Below is a set of entries. Reproduce exactly the lines from the one containing "Each instance of the bubble" through the end, both included.

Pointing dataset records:
^^^^

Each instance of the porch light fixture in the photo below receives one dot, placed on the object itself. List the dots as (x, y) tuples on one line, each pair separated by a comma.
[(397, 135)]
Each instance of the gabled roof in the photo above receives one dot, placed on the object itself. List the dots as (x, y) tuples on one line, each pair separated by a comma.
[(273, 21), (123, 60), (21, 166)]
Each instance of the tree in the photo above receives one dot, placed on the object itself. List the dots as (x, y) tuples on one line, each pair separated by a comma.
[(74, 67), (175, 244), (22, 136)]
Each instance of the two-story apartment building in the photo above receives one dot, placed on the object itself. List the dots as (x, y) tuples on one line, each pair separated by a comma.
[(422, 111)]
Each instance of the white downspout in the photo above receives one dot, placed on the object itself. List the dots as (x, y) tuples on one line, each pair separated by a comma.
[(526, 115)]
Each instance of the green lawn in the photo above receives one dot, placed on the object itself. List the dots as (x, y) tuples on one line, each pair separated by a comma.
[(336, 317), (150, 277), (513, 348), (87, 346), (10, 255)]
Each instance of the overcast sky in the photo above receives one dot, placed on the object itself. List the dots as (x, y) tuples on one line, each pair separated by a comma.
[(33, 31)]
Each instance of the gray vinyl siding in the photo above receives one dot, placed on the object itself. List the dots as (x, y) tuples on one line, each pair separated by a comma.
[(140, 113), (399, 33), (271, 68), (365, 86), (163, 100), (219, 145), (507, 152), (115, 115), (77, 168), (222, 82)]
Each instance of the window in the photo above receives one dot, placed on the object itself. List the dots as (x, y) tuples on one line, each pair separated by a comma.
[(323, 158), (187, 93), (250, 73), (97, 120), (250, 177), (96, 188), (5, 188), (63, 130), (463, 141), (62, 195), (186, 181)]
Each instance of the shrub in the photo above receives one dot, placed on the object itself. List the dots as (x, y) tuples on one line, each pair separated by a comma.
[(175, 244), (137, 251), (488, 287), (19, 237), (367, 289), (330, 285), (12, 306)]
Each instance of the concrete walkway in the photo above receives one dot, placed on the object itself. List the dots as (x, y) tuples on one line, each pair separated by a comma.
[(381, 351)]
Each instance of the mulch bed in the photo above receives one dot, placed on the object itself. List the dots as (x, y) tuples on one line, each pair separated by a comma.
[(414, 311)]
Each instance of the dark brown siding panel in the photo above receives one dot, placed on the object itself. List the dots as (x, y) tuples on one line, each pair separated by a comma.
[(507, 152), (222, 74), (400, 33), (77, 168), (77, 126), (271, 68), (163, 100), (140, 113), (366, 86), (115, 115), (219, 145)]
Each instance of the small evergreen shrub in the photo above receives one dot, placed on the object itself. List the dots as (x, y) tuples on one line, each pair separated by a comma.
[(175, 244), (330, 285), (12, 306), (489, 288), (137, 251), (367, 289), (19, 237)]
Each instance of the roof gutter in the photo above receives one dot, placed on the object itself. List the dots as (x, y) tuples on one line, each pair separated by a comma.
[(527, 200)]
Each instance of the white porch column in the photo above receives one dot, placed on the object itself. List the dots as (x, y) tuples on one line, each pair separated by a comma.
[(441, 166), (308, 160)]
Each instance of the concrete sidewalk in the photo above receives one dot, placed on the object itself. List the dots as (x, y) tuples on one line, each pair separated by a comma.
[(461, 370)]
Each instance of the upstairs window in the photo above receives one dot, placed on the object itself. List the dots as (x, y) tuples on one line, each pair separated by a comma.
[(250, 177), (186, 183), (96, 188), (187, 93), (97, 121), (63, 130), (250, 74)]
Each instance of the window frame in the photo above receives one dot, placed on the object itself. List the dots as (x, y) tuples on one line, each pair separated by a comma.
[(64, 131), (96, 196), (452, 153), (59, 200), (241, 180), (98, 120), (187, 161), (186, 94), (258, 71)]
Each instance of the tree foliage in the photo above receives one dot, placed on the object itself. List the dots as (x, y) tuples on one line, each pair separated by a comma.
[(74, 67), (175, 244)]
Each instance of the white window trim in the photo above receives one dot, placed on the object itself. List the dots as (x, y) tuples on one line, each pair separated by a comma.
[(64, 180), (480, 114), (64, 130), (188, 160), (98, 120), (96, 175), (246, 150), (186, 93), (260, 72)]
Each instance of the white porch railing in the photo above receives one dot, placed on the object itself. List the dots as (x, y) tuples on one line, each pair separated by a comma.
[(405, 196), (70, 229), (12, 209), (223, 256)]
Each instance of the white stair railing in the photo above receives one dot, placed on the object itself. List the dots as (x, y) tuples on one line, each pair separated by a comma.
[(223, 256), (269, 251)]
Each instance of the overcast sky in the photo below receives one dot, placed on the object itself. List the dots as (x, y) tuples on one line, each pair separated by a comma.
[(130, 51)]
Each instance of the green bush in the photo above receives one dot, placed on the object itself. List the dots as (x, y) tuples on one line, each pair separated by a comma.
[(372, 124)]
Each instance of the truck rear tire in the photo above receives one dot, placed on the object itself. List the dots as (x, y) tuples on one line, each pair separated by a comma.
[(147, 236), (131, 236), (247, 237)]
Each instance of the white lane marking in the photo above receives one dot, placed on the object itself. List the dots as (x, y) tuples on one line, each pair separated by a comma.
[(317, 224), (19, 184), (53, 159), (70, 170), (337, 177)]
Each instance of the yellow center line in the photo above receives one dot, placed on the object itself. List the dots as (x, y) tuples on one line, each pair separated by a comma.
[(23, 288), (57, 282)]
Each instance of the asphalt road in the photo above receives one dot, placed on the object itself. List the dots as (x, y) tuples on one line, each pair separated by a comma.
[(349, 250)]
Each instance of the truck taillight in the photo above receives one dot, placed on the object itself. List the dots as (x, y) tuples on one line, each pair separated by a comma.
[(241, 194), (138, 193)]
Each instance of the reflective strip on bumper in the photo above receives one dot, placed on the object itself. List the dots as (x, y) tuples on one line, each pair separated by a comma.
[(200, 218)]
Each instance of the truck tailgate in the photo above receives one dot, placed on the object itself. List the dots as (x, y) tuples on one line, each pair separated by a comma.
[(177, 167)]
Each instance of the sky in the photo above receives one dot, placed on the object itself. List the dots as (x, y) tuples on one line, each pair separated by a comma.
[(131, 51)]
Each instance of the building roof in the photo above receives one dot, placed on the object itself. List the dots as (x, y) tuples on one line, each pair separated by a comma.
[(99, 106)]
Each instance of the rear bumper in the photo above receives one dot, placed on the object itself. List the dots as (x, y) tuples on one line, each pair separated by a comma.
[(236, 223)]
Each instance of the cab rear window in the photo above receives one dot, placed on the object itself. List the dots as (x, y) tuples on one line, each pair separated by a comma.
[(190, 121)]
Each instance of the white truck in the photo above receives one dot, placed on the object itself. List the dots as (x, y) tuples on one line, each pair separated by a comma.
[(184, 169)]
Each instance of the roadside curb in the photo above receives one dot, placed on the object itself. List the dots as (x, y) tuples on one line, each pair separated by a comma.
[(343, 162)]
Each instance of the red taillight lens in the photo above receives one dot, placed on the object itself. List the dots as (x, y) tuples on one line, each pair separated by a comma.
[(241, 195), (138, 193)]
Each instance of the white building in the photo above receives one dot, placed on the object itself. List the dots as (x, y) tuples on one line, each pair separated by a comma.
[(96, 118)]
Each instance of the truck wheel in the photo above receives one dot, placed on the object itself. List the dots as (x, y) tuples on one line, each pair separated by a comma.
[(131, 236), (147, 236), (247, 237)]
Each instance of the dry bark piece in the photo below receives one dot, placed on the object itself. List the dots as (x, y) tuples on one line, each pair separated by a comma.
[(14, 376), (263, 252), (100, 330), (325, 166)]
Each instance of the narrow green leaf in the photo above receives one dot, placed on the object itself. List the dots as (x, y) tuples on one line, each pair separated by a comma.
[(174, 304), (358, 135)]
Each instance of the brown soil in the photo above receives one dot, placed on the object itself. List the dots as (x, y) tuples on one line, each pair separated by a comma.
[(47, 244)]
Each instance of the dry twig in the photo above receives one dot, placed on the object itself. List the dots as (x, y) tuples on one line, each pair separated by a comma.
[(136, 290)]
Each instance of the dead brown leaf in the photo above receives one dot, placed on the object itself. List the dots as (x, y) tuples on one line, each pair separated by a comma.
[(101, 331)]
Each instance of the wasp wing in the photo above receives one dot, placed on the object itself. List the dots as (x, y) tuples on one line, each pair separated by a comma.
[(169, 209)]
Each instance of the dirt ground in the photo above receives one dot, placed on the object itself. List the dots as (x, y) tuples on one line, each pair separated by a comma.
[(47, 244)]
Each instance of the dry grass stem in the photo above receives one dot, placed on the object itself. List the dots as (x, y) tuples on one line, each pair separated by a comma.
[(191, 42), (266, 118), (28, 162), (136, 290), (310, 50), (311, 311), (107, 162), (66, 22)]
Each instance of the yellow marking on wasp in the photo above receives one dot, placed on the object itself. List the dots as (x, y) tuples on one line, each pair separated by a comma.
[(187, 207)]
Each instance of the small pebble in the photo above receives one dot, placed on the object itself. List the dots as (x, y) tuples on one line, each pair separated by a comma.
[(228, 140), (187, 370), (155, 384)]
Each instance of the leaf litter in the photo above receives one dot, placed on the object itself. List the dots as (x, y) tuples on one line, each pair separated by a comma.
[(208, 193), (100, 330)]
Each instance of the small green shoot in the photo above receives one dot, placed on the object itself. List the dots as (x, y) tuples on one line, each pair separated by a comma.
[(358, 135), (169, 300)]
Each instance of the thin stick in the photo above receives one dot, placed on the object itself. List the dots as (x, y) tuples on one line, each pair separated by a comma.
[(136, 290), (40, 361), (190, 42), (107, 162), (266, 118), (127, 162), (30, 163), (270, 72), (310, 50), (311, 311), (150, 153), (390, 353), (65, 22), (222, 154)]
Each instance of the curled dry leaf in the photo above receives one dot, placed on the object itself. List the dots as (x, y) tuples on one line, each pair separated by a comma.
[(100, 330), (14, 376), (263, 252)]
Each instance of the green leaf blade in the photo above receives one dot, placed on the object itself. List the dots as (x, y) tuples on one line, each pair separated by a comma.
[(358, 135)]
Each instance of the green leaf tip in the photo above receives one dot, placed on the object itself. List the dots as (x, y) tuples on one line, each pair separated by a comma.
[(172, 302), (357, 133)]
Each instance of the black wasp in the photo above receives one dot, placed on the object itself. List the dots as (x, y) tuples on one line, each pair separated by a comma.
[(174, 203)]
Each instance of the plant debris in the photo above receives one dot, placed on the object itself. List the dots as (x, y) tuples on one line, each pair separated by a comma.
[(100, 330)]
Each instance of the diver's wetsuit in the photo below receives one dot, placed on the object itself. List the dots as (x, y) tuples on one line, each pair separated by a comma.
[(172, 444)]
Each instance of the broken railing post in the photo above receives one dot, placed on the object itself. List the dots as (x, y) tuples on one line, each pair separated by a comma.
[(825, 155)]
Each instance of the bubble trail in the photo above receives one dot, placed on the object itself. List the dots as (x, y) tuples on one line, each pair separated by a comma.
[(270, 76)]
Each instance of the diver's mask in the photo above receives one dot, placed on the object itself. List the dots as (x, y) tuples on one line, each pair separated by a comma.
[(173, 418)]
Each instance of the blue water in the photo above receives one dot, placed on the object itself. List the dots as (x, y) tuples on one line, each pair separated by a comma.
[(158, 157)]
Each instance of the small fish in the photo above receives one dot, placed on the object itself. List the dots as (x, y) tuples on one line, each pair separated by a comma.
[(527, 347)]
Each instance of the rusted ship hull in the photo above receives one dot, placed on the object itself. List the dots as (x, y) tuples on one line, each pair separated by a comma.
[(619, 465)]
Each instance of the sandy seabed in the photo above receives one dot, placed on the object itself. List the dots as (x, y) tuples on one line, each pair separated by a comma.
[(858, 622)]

^^^^

→ Response to the exercise
Each instance of the bubble trail in the photo above receives one dot, placed on the object itself. List the dots as (x, y) tuples on one line, each pair separated by a comma.
[(270, 76)]
Each instance of the diver's mask in the photo above receives one dot, placed on the object itself. List the dots as (x, y) tuples on one line, each pair separated by a comma.
[(173, 418)]
Each instance of the blue water in the photo above receives one dot, placed on the object itself. List the dots as (x, y) tuples on one line, each pair separated by a comma.
[(158, 157)]
Each instance of the small fish in the photo above receives one dot, placed on the object itself. List the dots as (x, y) tuples on one line, each pair separated by a comma.
[(527, 347)]
Each instance of the rusted ship hull in the photo above receives one dot, placed on the object itself. List the dots as (x, y) tuples on one line, each pair separated by a comma.
[(619, 465)]
Each instance of the sandy seabed in the photo above receives one dot, placed on the object itself. List the dots as (x, y) tuples on one line, each pair separated by a comma.
[(858, 622)]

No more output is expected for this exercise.